━━━ EXCERPTED RECORDS ━━━
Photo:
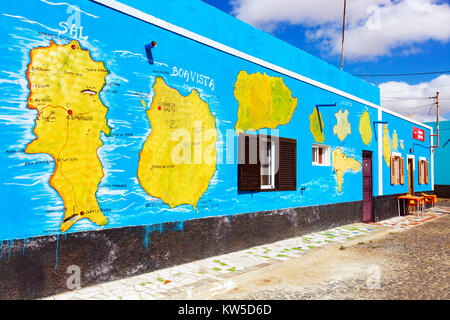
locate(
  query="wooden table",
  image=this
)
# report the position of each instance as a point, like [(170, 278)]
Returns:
[(407, 198)]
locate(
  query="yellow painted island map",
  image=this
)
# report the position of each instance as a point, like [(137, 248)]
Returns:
[(178, 159), (64, 83)]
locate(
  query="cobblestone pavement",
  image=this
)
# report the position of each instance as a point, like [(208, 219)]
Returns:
[(408, 265), (213, 276)]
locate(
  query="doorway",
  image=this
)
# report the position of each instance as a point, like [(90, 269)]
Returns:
[(411, 176), (367, 187)]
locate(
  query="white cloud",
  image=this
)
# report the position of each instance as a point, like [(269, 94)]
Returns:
[(396, 96), (375, 27)]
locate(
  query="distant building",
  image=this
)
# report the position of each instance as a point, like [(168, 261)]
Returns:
[(138, 135), (442, 159)]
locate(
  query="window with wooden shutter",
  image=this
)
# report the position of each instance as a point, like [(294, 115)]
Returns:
[(397, 170), (287, 171), (402, 170), (249, 168), (266, 163)]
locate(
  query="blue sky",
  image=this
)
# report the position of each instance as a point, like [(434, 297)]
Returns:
[(382, 37)]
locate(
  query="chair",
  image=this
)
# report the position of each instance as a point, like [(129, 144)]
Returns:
[(430, 199), (416, 203)]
━━━
** THE PROBLEM **
Return every line of the entries above without any changes, leaving out the pictures.

** SOLUTION **
Photo:
locate(
  query="wooden table",
  image=this
)
# report the position of each instance as a point, like [(170, 278)]
Returns:
[(407, 198)]
locate(
  query="yellow painted island map",
  image=this
)
# report the position of each instance as a point, like [(137, 248)]
Returns:
[(178, 159), (64, 83)]
locate(
  query="cobblestone pavement",
  image=this
)
# report the position of each instance as a point, like [(208, 219)]
Returns:
[(408, 265), (213, 276)]
locate(
  query="doorway",
  image=this
)
# report the position of each instance as a point, like [(90, 269)]
Returns:
[(411, 176), (367, 187)]
locate(
  query="white cloud",
  image=this
)
# report the position of each instance as a point, like [(269, 94)]
Returns:
[(396, 96), (375, 27)]
locate(
  query="distant building",
  image=this
)
# report the position of each instance as a point, like [(168, 261)]
Returns:
[(138, 135), (442, 159)]
locate(
  query="window with wooden shutter",
  image=this
)
# report the position of each instance as a point, like [(294, 115)]
Returns:
[(397, 170), (287, 171), (402, 170), (249, 168), (266, 163)]
locate(
  query="blue sky",
  image=this
)
# report the position of each instance as a point, like [(434, 297)]
Returns:
[(382, 37)]
locate(
  query="chair",
  image=this
)
# report the position of each instance as a point, like [(129, 144)]
Returns:
[(430, 199), (416, 203)]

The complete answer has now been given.